Insertos en el tejido urbano y en el movimiento asociativo, los judíos no parecían notoriamente extranjeros a los ojos de los griegos y los romanos, aún cuando ciertos aspectos de su religión seguían pareciendo sorprendentes. La tolerancia general hacia las costumbres ancestrales de un pueblo era la regla, porque ellas eran consideradas como un elemento de su identidad étnica. Todo el mundo estaba al corriente de la circuncisión y de otras prácticas identitarias del judaísmo que proporcionaban un motivo popular de burla a los satíricos; la abstinencia del cerdo, presente en el corazón de muchos debates, era fuente de incomprensiones; el Sabbat era condenado como improductivo e inútil, pero siempre fueron mantenidas las exenciones. De Cicerón a Séneca y a Plutarco, los intelectuales no manifestaban verdadero interés por lo que consideraban una sabiduría “bárbara” (es decir, no griega), aunque sabiduría, al fin y al cabo.

Cuando hubo conflicto entre griegos y judíos en Alejandría, fue el efecto de una reacción comunitaria de dos minorías fragmentadas que se sentían igualmente amenazadas. Por otra parte, las manifestaciones de hostilidad fueron raras antes del 66 y del inicio de las insurrecciones judías en Judea y en Egipto. Más tolerantes aún que los griegos, los romanos aceptaron dar un estatus de excepción a las comunidades judías para respetar su monoteísmo, particularmente, eximiéndolos de participar en los cultos oficiales de la comunidad política en el seno de la cual ellos vivían, ciudad e imperio. El monoteísmo era una singularidad, pudiendo dar lugar a suposiciones de ateísmo, pero no fue reprimido a partir del momento en que los judíos rezaban y sacrificaban “por” el emperador (y no, por supuesto, “a” el emperador). Se comprende mejor el lugar central dado en los rituales judíos, como en las ceremonias de los griegos a los sacrificios, a las libaciones y a la quema de incienso. La coexistencia de comunidades religiosas era una de las realidades de la “Pax romana” en período ordinario, sin caer en anacronismos con respecto a la época de Jesús, de textos que muestran el antagonismo y la violencia religiosa posteriores al año 66.

Texto original : “Dans l’Empire roman” : J. Doré (dir.), Jésus. L’Encyclopedie, Paris : Albin Michel, 2017, p. 57-65. Traducción : Hanzel José Zúñiga Valerio (2019).

DATOS PROPORCIONADOS |
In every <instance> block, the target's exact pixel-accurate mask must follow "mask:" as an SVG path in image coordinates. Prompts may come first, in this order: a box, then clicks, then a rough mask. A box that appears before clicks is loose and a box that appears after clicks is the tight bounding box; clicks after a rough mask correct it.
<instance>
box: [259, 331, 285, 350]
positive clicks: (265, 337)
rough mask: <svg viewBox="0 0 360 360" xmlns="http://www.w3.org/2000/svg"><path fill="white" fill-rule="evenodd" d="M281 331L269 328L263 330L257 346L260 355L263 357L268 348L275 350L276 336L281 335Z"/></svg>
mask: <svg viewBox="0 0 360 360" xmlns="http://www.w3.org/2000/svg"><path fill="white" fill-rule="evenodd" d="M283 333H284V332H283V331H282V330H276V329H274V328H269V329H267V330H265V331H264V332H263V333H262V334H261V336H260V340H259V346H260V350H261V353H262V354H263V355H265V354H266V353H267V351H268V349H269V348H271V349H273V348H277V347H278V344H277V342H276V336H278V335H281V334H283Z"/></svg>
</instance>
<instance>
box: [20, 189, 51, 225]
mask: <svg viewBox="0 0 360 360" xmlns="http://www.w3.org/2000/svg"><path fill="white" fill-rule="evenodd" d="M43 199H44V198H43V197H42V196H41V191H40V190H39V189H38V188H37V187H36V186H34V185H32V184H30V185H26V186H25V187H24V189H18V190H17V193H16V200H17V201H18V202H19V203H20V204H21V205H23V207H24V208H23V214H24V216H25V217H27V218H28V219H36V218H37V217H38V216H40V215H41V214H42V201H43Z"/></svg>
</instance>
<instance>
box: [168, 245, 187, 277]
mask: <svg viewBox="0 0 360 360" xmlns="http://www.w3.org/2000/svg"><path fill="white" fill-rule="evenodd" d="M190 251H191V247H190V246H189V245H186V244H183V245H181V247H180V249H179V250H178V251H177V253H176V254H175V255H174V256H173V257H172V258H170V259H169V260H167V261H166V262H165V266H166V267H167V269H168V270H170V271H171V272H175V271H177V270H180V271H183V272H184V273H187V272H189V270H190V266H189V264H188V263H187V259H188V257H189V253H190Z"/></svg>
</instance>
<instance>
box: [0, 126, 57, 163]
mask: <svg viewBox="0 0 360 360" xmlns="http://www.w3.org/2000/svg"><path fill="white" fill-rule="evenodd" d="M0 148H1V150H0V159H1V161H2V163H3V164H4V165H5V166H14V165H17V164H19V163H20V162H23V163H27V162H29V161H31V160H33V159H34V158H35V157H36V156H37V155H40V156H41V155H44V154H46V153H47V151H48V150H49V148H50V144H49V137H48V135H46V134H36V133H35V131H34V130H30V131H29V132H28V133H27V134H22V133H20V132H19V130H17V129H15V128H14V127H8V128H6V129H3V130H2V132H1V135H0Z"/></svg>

EJERCICIO | Reproduce palabra por palabra el texto completo sobre los judíos en el Imperio romano, por favor. Los ítems no intervienen en esto.

RESULTADO DEL EJERCICIO |
Insertos en el tejido urbano y en el movimiento asociativo, los judíos no parecían notoriamente extranjeros a los ojos de los griegos y los romanos, aún cuando ciertos aspectos de su religión seguían pareciendo sorprendentes. La tolerancia general hacia las costumbres ancestrales de un pueblo era la regla, porque ellas eran consideradas como un elemento de su identidad étnica. Todo el mundo estaba al corriente de la circuncisión y de otras prácticas identitarias del judaísmo que proporcionaban un motivo popular de burla a los satíricos; la abstinencia del cerdo, presente en el corazón de muchos debates, era fuente de incomprensiones; el Sabbat era condenado como improductivo e inútil, pero siempre fueron mantenidas las exenciones. De Cicerón a Séneca y a Plutarco, los intelectuales no manifestaban verdadero interés por lo que consideraban una sabiduría “bárbara” (es decir, no griega), aunque sabiduría, al fin y al cabo.

Cuando hubo conflicto entre griegos y judíos en Alejandría, fue el efecto de una reacción comunitaria de dos minorías fragmentadas que se sentían igualmente amenazadas. Por otra parte, las manifestaciones de hostilidad fueron raras antes del 66 y del inicio de las insurrecciones judías en Judea y en Egipto. Más tolerantes aún que los griegos, los romanos aceptaron dar un estatus de excepción a las comunidades judías para respetar su monoteísmo, particularmente, eximiéndolos de participar en los cultos oficiales de la comunidad política en el seno de la cual ellos vivían, ciudad e imperio. El monoteísmo era una singularidad, pudiendo dar lugar a suposiciones de ateísmo, pero no fue reprimido a partir del momento en que los judíos rezaban y sacrificaban “por” el emperador (y no, por supuesto, “a” el emperador). Se comprende mejor el lugar central dado en los rituales judíos, como en las ceremonias de los griegos a los sacrificios, a las libaciones y a la quema de incienso. La coexistencia de comunidades religiosas era una de las realidades de la “Pax romana” en período ordinario, sin caer en anacronismos con respecto a la época de Jesús, de textos que muestran el antagonismo y la violencia religiosa posteriores al año 66.

Texto original : “Dans l’Empire roman” : J. Doré (dir.), Jésus. L’Encyclopedie, Paris : Albin Michel, 2017, p. 57-65. Traducción : Hanzel José Zúñiga Valerio (2019).